- _PROBLEM DESCRIPTION_:
Gather every line of the material below that contains the word "background", and copy each of those lines in full.

- _DATA FOR THIS TASK_:
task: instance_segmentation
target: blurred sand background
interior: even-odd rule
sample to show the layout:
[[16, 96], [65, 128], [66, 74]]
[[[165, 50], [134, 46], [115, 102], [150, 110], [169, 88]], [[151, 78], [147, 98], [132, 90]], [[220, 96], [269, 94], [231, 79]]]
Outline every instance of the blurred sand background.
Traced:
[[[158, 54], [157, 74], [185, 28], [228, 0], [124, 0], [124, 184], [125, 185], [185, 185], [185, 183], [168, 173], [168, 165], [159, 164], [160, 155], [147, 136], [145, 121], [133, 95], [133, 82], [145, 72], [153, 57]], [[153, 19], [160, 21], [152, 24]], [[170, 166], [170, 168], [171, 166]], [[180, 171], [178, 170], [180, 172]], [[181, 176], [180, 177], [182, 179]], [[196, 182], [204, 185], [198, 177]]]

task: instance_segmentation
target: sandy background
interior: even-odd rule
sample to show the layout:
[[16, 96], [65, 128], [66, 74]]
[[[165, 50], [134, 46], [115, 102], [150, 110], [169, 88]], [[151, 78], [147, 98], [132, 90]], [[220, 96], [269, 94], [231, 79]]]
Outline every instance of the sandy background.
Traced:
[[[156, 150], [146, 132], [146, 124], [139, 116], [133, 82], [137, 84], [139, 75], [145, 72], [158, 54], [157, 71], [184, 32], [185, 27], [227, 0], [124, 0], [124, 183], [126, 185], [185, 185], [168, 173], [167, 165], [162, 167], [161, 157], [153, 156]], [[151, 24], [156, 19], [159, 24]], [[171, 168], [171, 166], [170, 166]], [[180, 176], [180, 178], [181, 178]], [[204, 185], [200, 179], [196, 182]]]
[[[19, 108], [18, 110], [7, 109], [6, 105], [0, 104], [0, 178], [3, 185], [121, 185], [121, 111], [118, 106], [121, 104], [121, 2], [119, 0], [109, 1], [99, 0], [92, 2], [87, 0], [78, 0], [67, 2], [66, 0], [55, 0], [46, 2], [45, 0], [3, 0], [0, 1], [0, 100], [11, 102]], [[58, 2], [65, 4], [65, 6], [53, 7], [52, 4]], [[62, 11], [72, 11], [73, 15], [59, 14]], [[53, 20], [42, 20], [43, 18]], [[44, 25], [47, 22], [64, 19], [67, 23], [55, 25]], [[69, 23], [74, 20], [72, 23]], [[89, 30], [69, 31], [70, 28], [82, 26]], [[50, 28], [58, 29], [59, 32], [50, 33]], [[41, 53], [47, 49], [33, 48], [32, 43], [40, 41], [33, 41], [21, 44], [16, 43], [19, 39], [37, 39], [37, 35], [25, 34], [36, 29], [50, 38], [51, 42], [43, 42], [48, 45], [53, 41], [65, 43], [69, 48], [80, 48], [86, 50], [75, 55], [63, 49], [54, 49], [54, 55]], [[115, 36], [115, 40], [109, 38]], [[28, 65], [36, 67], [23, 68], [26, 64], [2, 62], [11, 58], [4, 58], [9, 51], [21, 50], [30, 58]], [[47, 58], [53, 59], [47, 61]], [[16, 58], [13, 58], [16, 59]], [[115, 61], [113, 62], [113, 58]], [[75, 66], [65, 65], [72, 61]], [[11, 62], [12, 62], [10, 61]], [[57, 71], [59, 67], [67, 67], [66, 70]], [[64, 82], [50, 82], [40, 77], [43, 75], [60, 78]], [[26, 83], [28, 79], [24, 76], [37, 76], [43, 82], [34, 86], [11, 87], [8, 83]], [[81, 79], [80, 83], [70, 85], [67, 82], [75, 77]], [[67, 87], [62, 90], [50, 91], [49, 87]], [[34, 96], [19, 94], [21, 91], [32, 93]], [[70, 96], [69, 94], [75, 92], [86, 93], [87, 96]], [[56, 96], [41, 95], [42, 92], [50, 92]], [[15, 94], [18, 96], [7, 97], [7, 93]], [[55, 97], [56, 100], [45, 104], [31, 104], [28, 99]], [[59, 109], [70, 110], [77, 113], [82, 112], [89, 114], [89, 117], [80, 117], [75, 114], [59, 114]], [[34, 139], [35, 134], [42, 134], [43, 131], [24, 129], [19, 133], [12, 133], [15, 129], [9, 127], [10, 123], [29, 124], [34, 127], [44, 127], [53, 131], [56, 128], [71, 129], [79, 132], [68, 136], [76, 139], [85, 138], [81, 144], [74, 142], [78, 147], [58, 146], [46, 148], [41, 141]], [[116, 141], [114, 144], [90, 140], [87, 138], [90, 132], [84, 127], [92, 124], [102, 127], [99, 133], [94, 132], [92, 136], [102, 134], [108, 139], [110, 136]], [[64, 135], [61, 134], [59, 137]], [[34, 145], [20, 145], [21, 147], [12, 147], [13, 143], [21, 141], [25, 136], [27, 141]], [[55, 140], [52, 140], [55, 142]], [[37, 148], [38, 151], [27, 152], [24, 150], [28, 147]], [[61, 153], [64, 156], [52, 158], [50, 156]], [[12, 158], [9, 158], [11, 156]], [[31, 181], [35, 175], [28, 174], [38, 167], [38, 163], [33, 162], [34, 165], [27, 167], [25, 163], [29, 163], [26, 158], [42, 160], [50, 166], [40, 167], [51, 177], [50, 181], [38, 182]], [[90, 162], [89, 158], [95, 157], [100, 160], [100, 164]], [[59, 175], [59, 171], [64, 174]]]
...
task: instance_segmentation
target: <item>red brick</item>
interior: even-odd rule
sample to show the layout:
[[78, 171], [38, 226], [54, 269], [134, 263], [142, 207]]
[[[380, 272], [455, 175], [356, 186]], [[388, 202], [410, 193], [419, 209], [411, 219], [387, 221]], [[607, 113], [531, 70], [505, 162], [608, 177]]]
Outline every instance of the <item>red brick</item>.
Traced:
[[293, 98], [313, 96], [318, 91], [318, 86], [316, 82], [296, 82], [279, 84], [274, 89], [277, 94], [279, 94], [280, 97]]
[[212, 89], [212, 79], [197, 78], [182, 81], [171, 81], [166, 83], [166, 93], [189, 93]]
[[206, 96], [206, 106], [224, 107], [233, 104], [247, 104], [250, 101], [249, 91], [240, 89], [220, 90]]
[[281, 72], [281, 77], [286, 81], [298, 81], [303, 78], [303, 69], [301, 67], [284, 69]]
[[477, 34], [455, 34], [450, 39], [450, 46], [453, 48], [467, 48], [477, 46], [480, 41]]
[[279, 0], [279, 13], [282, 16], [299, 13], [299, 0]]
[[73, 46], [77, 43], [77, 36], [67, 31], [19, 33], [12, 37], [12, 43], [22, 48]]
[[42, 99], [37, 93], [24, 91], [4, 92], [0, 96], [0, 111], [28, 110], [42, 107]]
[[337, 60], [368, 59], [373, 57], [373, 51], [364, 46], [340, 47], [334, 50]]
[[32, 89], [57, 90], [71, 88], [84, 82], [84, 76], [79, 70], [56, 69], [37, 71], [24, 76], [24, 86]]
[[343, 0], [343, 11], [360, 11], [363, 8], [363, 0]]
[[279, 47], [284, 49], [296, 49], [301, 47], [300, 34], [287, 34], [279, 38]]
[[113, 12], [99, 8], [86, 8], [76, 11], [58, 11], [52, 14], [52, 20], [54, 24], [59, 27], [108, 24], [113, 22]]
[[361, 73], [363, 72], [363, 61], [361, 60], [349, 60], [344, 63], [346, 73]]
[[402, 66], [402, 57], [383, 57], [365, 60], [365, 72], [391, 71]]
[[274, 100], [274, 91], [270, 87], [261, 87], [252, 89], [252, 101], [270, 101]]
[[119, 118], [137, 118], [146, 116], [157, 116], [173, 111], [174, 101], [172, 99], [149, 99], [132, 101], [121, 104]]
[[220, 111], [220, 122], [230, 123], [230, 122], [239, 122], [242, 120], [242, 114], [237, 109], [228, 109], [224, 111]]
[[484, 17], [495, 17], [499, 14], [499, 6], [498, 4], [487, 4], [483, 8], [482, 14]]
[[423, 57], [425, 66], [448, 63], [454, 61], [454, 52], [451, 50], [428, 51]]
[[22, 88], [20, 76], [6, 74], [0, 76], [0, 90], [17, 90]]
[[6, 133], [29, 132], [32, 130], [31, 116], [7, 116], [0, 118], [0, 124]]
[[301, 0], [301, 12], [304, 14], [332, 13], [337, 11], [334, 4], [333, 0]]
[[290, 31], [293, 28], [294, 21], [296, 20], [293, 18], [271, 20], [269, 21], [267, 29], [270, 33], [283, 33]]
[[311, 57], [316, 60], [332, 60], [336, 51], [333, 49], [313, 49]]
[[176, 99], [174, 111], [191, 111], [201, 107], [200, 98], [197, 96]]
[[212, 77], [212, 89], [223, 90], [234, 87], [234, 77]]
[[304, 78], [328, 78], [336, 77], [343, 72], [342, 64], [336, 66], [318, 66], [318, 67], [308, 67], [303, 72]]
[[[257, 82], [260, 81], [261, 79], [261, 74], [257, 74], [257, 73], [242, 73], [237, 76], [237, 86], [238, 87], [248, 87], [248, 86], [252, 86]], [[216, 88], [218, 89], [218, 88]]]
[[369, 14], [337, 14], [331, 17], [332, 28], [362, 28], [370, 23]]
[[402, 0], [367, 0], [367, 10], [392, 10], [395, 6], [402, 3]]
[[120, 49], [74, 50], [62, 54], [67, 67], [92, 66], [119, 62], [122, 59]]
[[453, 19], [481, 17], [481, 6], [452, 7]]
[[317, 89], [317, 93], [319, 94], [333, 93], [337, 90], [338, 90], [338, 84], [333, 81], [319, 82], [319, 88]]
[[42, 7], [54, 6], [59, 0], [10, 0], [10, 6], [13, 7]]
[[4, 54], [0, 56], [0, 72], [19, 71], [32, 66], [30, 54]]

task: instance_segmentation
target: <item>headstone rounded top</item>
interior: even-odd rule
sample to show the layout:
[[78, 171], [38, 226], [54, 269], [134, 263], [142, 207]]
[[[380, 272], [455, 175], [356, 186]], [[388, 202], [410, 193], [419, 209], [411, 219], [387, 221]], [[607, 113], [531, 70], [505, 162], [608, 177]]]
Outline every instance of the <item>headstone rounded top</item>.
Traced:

- _SOLUTION_:
target: blurred sand background
Outline every instance of the blurred sand background.
target: sandy background
Outline every instance of the sandy background.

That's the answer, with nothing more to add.